*** Opening Data for this task ***
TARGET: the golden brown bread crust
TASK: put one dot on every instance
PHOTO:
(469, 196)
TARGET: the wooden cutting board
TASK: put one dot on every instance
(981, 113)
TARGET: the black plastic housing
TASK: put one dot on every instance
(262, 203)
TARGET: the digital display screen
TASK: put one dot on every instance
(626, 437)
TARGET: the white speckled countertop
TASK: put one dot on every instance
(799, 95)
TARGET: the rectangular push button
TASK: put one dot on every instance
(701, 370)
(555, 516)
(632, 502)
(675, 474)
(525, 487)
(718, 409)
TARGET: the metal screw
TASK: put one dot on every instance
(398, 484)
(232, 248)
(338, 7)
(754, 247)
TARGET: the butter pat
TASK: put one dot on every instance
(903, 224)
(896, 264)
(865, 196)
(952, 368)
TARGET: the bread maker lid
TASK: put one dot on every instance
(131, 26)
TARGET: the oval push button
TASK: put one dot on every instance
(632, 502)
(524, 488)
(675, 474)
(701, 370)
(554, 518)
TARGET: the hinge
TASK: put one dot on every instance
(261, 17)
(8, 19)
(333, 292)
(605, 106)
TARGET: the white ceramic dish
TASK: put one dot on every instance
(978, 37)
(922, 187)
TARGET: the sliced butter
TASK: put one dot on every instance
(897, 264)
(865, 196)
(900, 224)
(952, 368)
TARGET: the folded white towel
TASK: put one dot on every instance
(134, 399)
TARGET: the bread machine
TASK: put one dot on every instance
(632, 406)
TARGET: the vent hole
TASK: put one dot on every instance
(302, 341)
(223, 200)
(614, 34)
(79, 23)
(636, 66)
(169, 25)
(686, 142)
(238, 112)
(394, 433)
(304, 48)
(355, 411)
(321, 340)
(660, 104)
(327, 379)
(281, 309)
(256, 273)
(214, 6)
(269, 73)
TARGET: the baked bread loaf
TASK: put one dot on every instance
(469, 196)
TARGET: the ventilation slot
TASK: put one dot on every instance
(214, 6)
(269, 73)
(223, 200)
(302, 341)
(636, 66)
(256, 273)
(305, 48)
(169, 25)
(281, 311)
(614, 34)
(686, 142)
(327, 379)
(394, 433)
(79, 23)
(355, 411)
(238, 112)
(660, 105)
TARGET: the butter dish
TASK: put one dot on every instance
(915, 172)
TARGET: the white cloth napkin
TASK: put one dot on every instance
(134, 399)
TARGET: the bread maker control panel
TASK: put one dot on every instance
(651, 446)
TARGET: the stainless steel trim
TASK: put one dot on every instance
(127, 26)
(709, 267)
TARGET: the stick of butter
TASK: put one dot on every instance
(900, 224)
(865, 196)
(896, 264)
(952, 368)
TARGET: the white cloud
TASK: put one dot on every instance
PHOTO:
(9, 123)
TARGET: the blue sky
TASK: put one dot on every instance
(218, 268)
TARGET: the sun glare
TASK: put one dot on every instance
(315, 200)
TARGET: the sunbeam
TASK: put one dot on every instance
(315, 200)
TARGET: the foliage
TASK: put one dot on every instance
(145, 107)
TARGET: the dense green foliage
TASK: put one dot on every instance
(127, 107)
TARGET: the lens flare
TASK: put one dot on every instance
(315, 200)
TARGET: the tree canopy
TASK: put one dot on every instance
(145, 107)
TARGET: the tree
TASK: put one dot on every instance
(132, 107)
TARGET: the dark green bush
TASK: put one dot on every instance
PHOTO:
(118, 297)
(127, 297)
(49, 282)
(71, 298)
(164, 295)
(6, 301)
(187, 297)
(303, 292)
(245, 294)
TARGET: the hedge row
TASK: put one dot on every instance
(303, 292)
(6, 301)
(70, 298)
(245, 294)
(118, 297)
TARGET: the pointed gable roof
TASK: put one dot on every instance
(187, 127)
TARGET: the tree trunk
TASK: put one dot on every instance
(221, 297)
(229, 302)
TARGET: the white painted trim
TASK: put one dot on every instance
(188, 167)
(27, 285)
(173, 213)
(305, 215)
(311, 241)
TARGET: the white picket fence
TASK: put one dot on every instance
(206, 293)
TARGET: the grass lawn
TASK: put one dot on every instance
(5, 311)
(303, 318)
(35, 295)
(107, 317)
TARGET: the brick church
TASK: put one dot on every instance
*** Closing Data for this task ***
* What you need to do
In full and without error, transcribe the listing.

* Result
TARGET: the golden brown bread crust
TASK: put one dot on every instance
PHOTO:
(469, 196)
TARGET: the wooden cutting board
TASK: put one dot on every instance
(981, 113)
TARGET: the black plastic housing
TASK: put one dot on every instance
(262, 203)
TARGET: the digital display screen
TASK: put one dot on every instance
(626, 437)
TARGET: the white speckled countertop
TASK: put one dot on every instance
(799, 95)
TARGET: the rectangular push button
TASK: put one dot on every instance
(701, 370)
(555, 516)
(632, 502)
(675, 474)
(525, 487)
(718, 409)
TARGET: the metal screw
TASK: put one dot on every instance
(398, 484)
(232, 248)
(338, 7)
(754, 247)
TARGET: the butter pat
TASK: put one dot on every instance
(903, 224)
(896, 264)
(865, 196)
(952, 368)
TARGET: the bread maker lid
TASK: put one dot on every instance
(131, 26)
TARGET: the oval push button
TASK: put one dot on every instance
(632, 502)
(524, 488)
(675, 474)
(701, 370)
(554, 518)
TARGET: the hinge
TASK: put one dot on every instance
(261, 17)
(8, 19)
(333, 292)
(605, 106)
TARGET: the white ceramic dish
TASK: put one dot on every instance
(978, 37)
(922, 187)
TARGET: the sliced butter
TASK: put one dot on every instance
(897, 264)
(865, 196)
(900, 224)
(952, 368)
TARGET: the folded white towel
TASK: put one dot on every instance
(134, 399)
TARGET: the bread machine
TASK: put one dot on every instance
(632, 406)
TARGET: the vent hole
TASK: put one dot on every instance
(302, 341)
(223, 200)
(614, 34)
(79, 23)
(636, 66)
(169, 25)
(686, 142)
(238, 112)
(394, 433)
(304, 48)
(355, 411)
(321, 340)
(660, 104)
(327, 379)
(281, 309)
(256, 273)
(214, 6)
(269, 73)
TARGET: the baked bread loaf
TASK: put one dot on every instance
(469, 196)
TARGET: the ventilation slot
TASK: put one dot on every instance
(214, 6)
(269, 73)
(223, 200)
(302, 341)
(636, 66)
(256, 273)
(305, 48)
(169, 25)
(281, 311)
(614, 34)
(686, 142)
(327, 379)
(394, 433)
(79, 23)
(355, 411)
(238, 112)
(660, 105)
TARGET: the butter dish
TASK: put one dot on every instance
(915, 172)
TARGET: the white cloth napkin
TASK: put one dot on every instance
(134, 399)
TARGET: the bread maker control panel
TASK: put one dot on every instance
(651, 446)
TARGET: the stainless steel trim
TASK: put one dot on every instance
(127, 26)
(709, 267)
TARGET: the stick of butter
TASK: put one dot on every instance
(900, 224)
(865, 196)
(896, 264)
(952, 368)
TARGET: the white cloud
TASK: put one dot on every instance
PHOTO:
(9, 123)
TARGET: the blue sky
TASK: put one dot on every instance
(218, 268)
TARGET: the sun glare
TASK: put one dot on every instance
(315, 200)
TARGET: the sunbeam
TASK: put one dot on every instance
(315, 200)
TARGET: the foliage
TASK: put one dot on every instance
(145, 107)
TARGET: the dense green foliage
TASK: put one dot on every instance
(127, 107)
TARGET: the lens flare
TASK: put one dot on every instance
(315, 200)
TARGET: the tree canopy
TASK: put one dot on every instance
(145, 107)
TARGET: the tree
TASK: put one dot on every instance
(132, 107)
TARGET: the dark green bush
TASK: put one dot on every instance
PHOTO:
(118, 297)
(127, 297)
(49, 282)
(71, 298)
(164, 295)
(6, 301)
(187, 297)
(303, 292)
(245, 294)
TARGET: the hedge row
TASK: put one dot on every instance
(303, 292)
(6, 301)
(70, 298)
(245, 294)
(118, 297)
TARGET: the pointed gable roof
TASK: put one dot on every instance
(187, 127)
TARGET: the tree trunk
TASK: put one dot on every instance
(221, 297)
(229, 302)
TARGET: the white painted trim
TASK: put one dot on every instance
(188, 167)
(27, 285)
(173, 213)
(305, 215)
(311, 241)
TARGET: the white picket fence
TASK: put one dot on every instance
(206, 293)
TARGET: the grass lawn
TASK: put one dot on every instance
(5, 311)
(303, 318)
(35, 295)
(107, 317)
TARGET: the brick church
TASK: put one dot on every instance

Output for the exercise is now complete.